_What this task involves:_ Report each line of the records below that contains the word "orange", and copy every such line in full.

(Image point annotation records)
=-=-=-=-=

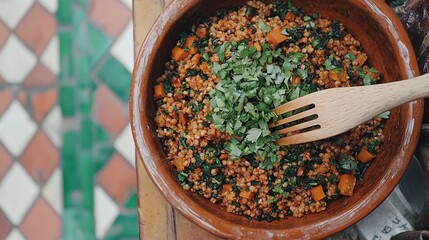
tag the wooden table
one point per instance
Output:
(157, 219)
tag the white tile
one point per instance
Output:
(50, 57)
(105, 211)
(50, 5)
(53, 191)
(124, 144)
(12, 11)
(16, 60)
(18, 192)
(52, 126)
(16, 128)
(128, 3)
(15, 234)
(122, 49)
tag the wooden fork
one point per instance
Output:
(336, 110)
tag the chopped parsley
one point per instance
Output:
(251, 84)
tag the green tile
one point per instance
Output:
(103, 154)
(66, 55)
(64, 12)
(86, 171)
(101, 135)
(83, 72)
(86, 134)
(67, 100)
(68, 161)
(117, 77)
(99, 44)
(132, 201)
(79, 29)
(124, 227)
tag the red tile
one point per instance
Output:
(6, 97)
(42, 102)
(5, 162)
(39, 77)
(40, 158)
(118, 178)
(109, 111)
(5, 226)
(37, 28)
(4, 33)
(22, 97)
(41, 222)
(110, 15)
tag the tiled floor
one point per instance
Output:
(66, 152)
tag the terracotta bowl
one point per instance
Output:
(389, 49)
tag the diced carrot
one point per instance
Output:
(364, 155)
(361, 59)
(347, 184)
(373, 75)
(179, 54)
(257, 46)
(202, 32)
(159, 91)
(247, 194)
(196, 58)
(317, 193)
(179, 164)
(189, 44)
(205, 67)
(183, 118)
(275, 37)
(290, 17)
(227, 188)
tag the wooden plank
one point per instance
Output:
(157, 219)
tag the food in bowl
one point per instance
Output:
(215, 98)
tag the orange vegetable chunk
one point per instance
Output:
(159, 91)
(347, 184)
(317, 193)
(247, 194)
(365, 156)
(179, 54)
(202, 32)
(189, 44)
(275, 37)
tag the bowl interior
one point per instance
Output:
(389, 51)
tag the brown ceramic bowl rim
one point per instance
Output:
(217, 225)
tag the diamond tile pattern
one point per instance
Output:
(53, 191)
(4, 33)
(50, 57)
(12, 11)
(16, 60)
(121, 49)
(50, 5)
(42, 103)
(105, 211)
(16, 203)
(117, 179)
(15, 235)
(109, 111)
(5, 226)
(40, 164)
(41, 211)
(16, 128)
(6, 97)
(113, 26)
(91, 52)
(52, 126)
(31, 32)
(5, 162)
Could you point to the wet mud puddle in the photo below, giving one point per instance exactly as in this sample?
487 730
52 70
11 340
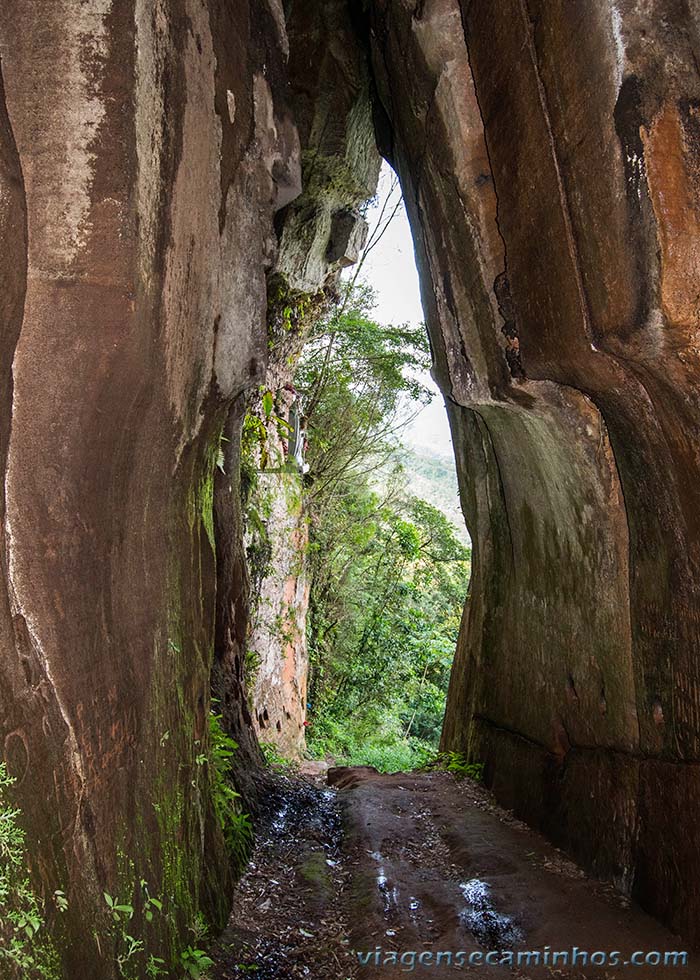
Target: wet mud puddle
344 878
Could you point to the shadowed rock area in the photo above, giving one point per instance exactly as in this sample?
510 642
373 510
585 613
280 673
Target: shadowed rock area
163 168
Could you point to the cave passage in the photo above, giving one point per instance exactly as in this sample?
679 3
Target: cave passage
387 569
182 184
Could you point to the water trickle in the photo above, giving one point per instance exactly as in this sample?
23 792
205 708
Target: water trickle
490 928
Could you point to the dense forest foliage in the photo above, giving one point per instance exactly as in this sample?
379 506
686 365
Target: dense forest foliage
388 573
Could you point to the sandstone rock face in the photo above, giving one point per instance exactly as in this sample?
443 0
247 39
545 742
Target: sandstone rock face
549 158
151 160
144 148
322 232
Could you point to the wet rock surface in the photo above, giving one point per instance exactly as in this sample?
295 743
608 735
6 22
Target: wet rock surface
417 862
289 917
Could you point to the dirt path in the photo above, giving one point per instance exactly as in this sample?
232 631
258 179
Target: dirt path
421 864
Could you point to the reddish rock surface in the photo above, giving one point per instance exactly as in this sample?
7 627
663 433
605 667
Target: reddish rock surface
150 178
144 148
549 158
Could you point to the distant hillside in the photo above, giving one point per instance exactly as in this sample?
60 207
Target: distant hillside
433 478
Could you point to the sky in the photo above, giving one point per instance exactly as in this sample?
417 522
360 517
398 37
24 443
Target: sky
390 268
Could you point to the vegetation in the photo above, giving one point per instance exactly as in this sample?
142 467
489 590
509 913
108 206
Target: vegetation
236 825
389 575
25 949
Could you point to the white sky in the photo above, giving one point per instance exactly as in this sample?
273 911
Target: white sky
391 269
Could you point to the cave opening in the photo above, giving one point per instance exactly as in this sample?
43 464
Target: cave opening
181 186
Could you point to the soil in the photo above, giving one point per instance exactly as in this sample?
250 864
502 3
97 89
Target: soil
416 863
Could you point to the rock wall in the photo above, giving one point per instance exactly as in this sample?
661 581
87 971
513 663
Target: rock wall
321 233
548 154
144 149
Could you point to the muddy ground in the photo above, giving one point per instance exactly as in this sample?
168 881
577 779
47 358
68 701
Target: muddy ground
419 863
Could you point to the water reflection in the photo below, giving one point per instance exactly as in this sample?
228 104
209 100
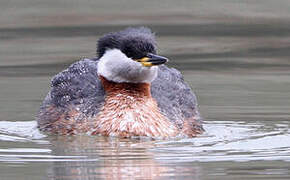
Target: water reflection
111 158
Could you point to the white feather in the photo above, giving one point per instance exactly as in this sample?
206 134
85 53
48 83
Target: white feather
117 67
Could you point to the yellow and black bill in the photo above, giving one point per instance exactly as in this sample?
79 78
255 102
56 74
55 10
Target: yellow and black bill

=-=-=-=-=

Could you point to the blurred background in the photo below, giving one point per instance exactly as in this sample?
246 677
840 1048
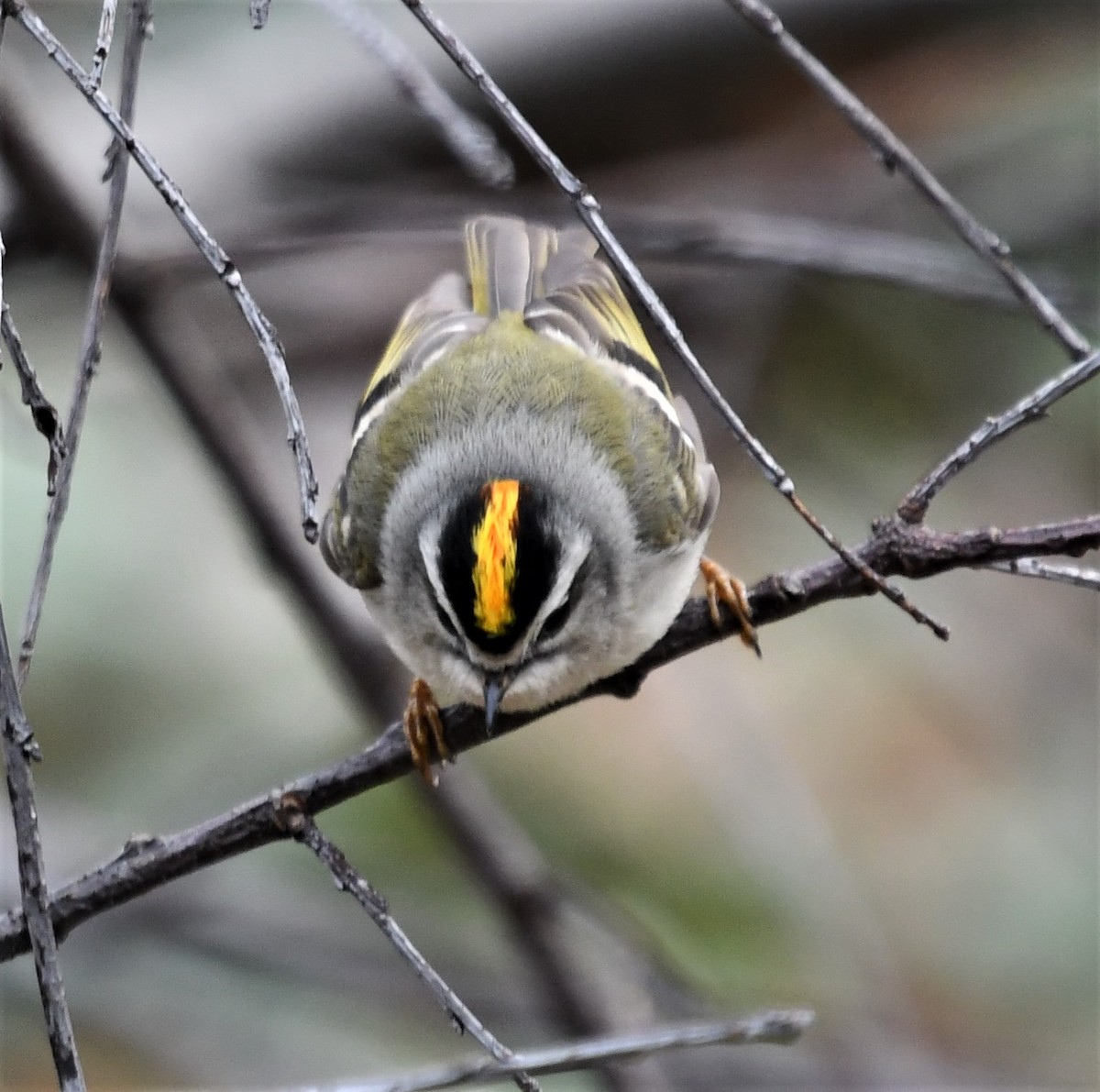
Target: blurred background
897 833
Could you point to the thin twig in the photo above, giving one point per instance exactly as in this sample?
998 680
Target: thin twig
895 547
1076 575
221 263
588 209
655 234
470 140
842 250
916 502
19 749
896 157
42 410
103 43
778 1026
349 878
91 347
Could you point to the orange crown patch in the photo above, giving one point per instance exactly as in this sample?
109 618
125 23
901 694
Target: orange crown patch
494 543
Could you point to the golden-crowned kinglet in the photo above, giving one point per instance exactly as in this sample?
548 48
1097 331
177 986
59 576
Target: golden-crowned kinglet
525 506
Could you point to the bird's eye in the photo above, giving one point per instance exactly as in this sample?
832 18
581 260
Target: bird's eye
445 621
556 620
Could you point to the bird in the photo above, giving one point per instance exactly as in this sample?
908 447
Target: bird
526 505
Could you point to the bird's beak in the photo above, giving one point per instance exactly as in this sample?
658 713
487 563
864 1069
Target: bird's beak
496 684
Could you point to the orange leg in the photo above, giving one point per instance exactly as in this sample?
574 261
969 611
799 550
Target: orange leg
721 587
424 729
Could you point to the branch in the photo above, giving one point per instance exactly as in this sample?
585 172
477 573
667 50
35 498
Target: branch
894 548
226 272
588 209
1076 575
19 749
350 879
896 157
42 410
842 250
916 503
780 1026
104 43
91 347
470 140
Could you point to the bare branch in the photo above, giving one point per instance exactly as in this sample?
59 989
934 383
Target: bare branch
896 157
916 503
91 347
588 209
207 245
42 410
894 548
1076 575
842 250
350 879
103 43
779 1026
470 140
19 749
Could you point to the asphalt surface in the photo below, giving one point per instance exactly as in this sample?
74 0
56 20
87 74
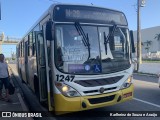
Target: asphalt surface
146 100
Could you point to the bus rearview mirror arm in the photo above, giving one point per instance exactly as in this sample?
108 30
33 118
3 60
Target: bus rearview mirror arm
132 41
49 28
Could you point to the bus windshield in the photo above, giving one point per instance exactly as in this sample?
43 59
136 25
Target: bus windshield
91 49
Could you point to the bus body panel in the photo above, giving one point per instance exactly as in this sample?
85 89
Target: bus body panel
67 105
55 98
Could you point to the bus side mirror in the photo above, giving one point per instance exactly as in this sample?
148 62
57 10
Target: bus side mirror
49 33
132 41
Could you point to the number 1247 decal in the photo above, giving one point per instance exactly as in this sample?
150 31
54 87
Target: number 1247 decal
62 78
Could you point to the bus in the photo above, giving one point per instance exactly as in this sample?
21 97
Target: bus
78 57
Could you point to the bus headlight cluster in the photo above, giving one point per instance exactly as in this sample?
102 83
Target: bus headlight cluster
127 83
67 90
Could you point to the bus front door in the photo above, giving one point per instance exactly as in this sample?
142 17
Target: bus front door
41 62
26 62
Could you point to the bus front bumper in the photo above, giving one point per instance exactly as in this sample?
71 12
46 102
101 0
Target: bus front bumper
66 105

=-=-=-=-=

_Result below:_
tag the orange vegetable chunk
Could you point to the orange crown patch in the photo above, giving one point per instance exactly as in this sample?
Target: orange crown patch
Could you point to the orange leg in the photo above, giving one point per instance exactly as in this sample?
Target: orange leg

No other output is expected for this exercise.